→ TASKS TO COMPLETE
1) In the text on economic history, what did people revert to when a ruler's external controls were removed?
2) Decide whether each statement agrees with the text on economic history, answering yes or no and quoting the deciding words: (a) The development of economics has been uniform across time and continents. (b) The domestication of plants and livestock tied people to the land. (c) The ancient world went through only one dark age.

→ TEXT
The roots of what are now commonplace activities - such as buying stocks, bonds, and even things like applying for a loan or balancing a portfolio - is the “evolution” of the various economic systems that have supported them. The development of economics across time and continents is neither uniform, nor complete. This article will focus on the systems that have led to our current Wall Street arrangement. 

Tooth, Nail and Plants
In the black hole known as pre-history, humans established a complex system of community that includes elements of labor, reward and trade. This eventually included the domestication of plants and livestock, furthering the scope of tradeable goods as well as tying people to the land so economies could develop. The uneven development of ancient economies suggests that many systems were attempted, but the profusion of empires suggests that the rule of powerful elite was the most successful in the early going.

The Spaces Between Empires
The most telling fact about humanity in the ancient world is that when the external controls of a ruler were removed, people reverted to subsistence farming. Although there is only one official dark age in the history text, the disconnected ancient world used to go through dark ages much like the blackouts and brownouts that ripple across energy hungry states. In these dark areas, the people went back to securing enough food for themselves and surviving until the next powerful figure came along to claim them as his own.

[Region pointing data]
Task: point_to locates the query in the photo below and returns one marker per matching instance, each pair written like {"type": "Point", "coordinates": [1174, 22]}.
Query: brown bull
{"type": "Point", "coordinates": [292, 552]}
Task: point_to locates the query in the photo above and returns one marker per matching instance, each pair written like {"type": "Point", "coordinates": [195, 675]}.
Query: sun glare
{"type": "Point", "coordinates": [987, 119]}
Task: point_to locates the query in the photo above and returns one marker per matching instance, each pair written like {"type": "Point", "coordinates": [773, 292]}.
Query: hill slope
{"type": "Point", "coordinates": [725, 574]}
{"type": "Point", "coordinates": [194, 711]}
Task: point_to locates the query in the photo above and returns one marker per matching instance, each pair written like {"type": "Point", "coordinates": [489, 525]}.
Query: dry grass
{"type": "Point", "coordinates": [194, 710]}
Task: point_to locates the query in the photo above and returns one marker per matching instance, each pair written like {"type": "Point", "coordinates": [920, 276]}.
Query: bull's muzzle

→ RESULTS BY TASK
1) Subsistence farming.

2)
(a) No: "The development of economics across time and continents is neither uniform, nor complete."
(b) Yes: "tying people to the land so economies could develop"
(c) No: "the disconnected ancient world used to go through dark ages much like the blackouts and brownouts that ripple across energy hungry states"